__SOURCE PASSAGE__.
━━━━━━━━━━━━━━━━

Hence $x^2=-x^2\Rightarrow 2x^2=0\Rightarrow x^2=0$ provided $R$ is not a ring of characteristic $2.$  Also, if $A$ is an $R$-algebra, then we can define a Lie algebra $L(A)$ whose product is defined by

$[x,y]=xy-yx.$

Hence in particular, $L(\mathfrak{g})$ simply doubles the product of $\mathfrak{g}.$  Recall that a derivation $d$ on an algebra satisfies

$d(ax+by)=ad(x)+bd(y)$

and

$d(xy)=d(x)y+xd(y).$

For $x\in\mathfrak{g},$ let us define the adjoint of $x$ as $\mbox{adj}_x\in\mbox{End}\mathfrak{g}$ defined by

$\mbox{adj}_xy=xy.$

Proposition 2.  For $x\in\mathfrak{g},$ $\mbox{adj}_x$ is a derivation on $\mathfrak{g}.$

Proof.  By tensorial properties of algebras we have

$\mbox{adj}_x(ay+bz)=x(ay+bz)=x(ay)+x(bz)=a(xy)+b(xz)=a\mbox{adj}_xy+b\mbox{adj}_xz.$

And

$\mbox{adj}_x(yz)=x(yz)=-z(xy)-y(zx)=(xy)z+y(xz)=(\mbox{adj}_xy)z+y(\mbox{adj}_xz).$

Proposition 3.  Let $\mathfrak{g}$ be a commutative Lie algebra over a ring $R$ with $\mbox{char}(R)\neq 2.$  Then $xy=0.$  If $xy=0,$ then $\mathfrak{g}$ is commutative, regardless of the ring.

━━━━━━━━━━━━━━━━

__DATA__.
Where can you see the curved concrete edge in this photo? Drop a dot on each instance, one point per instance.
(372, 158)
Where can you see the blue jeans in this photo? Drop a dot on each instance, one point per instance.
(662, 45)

━━━━━━━━━━━━━━━━

__CHALLENGE__.
Answer these from the Lie algebra passage above the lines.
(a) How is the product of the Lie algebra L(A) defined?
(b) How is the adjoint of x, adj_x, defined?
(c) What condition on the ring R does Proposition 3 require?

__TASK ANSWER__.
(a) By [x,y] = xy − yx.
(b) As adj_x y = xy, an element of End g.
(c) The characteristic of R must not be 2.